> [Required work] Text in the records must be reproduced exactly, and pictures must be skipped.

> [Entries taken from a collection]
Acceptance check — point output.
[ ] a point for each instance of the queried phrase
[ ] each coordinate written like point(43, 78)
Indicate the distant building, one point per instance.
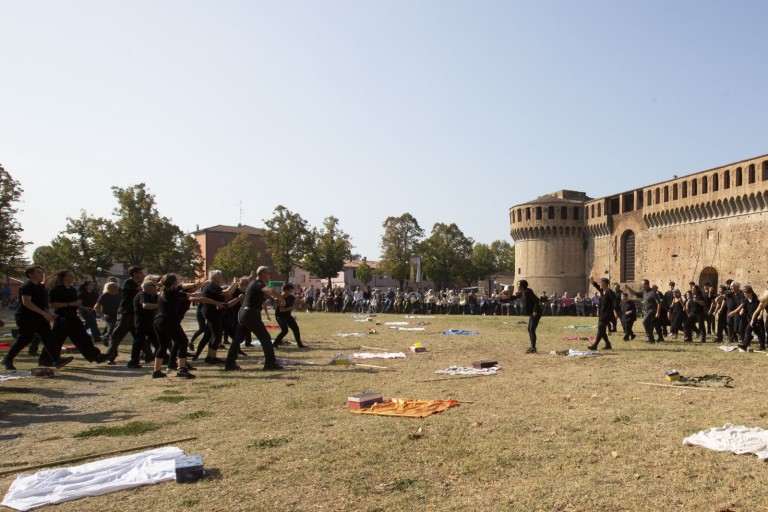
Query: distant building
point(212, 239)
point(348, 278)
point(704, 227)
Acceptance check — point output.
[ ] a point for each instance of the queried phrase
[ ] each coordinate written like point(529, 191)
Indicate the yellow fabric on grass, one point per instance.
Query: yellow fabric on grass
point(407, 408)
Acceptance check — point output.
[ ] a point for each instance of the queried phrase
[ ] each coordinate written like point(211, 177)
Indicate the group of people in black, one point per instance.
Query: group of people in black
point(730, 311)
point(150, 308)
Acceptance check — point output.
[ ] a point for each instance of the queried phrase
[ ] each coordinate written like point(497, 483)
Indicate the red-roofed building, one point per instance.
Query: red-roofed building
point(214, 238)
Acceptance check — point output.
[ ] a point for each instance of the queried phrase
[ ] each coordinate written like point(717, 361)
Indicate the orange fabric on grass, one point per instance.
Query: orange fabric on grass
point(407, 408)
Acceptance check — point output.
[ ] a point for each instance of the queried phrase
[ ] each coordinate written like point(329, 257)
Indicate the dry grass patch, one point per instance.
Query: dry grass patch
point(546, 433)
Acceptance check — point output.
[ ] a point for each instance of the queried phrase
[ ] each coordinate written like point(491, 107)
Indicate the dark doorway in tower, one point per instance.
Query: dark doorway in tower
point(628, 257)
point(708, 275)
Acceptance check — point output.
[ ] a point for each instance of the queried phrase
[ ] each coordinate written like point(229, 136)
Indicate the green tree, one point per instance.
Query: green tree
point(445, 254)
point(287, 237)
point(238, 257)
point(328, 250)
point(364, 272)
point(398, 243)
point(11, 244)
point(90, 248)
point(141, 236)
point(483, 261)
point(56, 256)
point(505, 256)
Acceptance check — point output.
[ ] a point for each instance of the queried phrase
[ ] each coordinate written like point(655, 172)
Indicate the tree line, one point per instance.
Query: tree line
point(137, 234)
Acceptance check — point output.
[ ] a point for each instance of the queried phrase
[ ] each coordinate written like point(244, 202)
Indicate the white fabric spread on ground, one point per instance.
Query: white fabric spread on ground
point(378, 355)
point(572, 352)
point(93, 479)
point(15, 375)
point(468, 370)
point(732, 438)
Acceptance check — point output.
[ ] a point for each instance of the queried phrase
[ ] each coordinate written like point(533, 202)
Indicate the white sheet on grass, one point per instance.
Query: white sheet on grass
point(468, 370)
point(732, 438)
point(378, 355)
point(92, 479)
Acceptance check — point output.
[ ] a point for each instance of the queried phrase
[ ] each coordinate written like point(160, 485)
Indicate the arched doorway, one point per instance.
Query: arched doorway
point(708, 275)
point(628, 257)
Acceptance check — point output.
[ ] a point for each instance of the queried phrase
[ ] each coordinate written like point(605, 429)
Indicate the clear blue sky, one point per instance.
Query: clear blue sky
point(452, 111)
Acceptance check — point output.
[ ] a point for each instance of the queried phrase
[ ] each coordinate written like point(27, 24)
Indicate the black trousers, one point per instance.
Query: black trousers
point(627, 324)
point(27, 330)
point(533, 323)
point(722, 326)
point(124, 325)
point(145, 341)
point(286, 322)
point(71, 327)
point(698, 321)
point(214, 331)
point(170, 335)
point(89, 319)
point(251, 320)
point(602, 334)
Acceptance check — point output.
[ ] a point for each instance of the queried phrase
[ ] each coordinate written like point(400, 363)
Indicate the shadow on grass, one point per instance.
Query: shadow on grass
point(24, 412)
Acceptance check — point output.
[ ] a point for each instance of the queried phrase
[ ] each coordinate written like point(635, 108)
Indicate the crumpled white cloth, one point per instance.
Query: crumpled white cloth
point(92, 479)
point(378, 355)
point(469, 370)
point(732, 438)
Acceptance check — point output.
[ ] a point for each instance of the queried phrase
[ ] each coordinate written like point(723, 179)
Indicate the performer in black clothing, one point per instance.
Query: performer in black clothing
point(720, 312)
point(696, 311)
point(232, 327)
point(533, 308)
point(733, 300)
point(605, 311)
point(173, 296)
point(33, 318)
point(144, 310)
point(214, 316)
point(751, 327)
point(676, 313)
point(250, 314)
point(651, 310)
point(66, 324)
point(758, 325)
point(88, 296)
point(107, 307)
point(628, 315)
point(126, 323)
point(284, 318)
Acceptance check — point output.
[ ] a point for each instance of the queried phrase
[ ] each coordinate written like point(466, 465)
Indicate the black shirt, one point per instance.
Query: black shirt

> [Solved problem]
Acceptance check — point output.
[ ] a point for each instance of the queried phrase
[ ] each coordinate written like point(43, 78)
Indicate the distant building, one point per instance.
Query: distant building
point(212, 239)
point(348, 278)
point(704, 227)
Acceptance check — point output.
[ ] a point for each instance of the queried phrase
[ ] each coordinate written like point(529, 191)
Indicate the yellow fabric on grass, one point per instance.
Query: yellow fabric on grass
point(407, 408)
Acceptance check — point output.
[ ] a point for each instance of the queried phrase
[ ] each coordinate written like point(211, 177)
Indicate the group of people in black, one point per instance.
Query: group of people in black
point(730, 311)
point(150, 308)
Acceptance check — point output.
[ ] a point for each instance of the queried phrase
[ ] each coordinate written like point(497, 483)
Indicate the red-roofed building, one point per instance.
Query: red-roofed building
point(214, 238)
Acceptance check — point output.
[ ] a point for each instance of the queried phrase
[ ] each coordinate written like point(717, 361)
Indicate the orange fabric on grass, one point per instance.
Query: orange fabric on grass
point(407, 408)
Acceptance check — point output.
[ ] a point for each instance of the queried phrase
[ ] each coordinate written like point(329, 257)
Indicate the dry grass patch, one point per instance.
Query: dry grass patch
point(546, 433)
Acceptance check — point output.
[ ] a point for each instance of the queried phrase
[ ] each coordinate written like point(491, 107)
Indicate the dark doorway in tower, one point per instance.
Query: dark doorway in tower
point(628, 257)
point(708, 275)
Acceptance check — point output.
[ ] a point for each instance of the queried phrase
[ ] each coordinate written like point(229, 136)
Indicate the green tree, one point per instance.
Query: green tree
point(445, 254)
point(287, 237)
point(238, 257)
point(328, 250)
point(364, 272)
point(398, 243)
point(11, 244)
point(90, 248)
point(141, 236)
point(483, 261)
point(56, 256)
point(505, 256)
Acceptance check — point output.
[ ] a point for each instance of the queried phrase
[ ] each coordinate written like point(655, 172)
Indicate the tree line, one point per instance.
Query: tree line
point(137, 234)
Acceptance check — point output.
[ ] a point for each instance of the queried phrase
[ ] each coordinate written like point(244, 202)
Indicate the white fabric spread on ground, one point per instance.
Query: white fabric spread on ground
point(378, 355)
point(572, 352)
point(93, 479)
point(15, 375)
point(468, 370)
point(732, 438)
Acceptance check — point output.
[ ] a point for each instance of the queried phrase
[ ] each coordinate written like point(533, 202)
Indicate the white sheet on grass, one point per instance.
Query: white sheet on grass
point(468, 370)
point(732, 438)
point(378, 355)
point(92, 479)
Acceptance check — point output.
[ ] a point for each instance of the queried phrase
[ ] each coordinate written like point(160, 485)
Indicate the arched doorway, one point per instance.
Query: arched doorway
point(708, 275)
point(628, 257)
Acceptance check — point output.
[ ] a point for each instance of the queried phrase
[ ] each coordinate written like point(605, 429)
Indicate the clear blue sky, one point per instance.
Query: clear blue sky
point(452, 111)
Acceptance check — point output.
[ ] a point for each instance of the queried phrase
[ ] each coordinate written like point(27, 24)
Indicate the black trousers, one point per instance.
Query: black trousers
point(627, 324)
point(27, 330)
point(533, 323)
point(722, 326)
point(124, 325)
point(145, 341)
point(286, 322)
point(71, 327)
point(698, 321)
point(214, 331)
point(170, 335)
point(89, 319)
point(251, 320)
point(602, 334)
Acceptance check — point output.
[ ] a point for each instance of the queried phrase
[ ] each coordinate written like point(400, 363)
Indicate the shadow on grass, one point per instance.
Query: shadow on grass
point(24, 412)
Acceptance check — point output.
[ ] a point for each instance of the queried phrase
[ ] each coordinate written like point(635, 108)
Indicate the crumpled white cloth, one point per instance.
Query: crumpled white cloth
point(92, 479)
point(378, 355)
point(469, 370)
point(732, 438)
Acceptance check — point output.
[ ] a point for each instance of the queried phrase
[ ] each coordinate written like point(723, 179)
Indicate the performer in black clothing, one point per instance.
Query: performer in black clothing
point(720, 312)
point(696, 311)
point(232, 327)
point(533, 308)
point(733, 300)
point(605, 311)
point(173, 296)
point(33, 318)
point(144, 310)
point(214, 316)
point(751, 327)
point(676, 313)
point(250, 314)
point(651, 310)
point(66, 324)
point(758, 325)
point(88, 296)
point(107, 307)
point(628, 315)
point(126, 323)
point(284, 318)
Acceptance check — point output.
[ ] a point for each instance of the queried phrase
[ ] each coordinate written like point(466, 465)
Indicate the black shirt, one point per instance.
Query: black shirt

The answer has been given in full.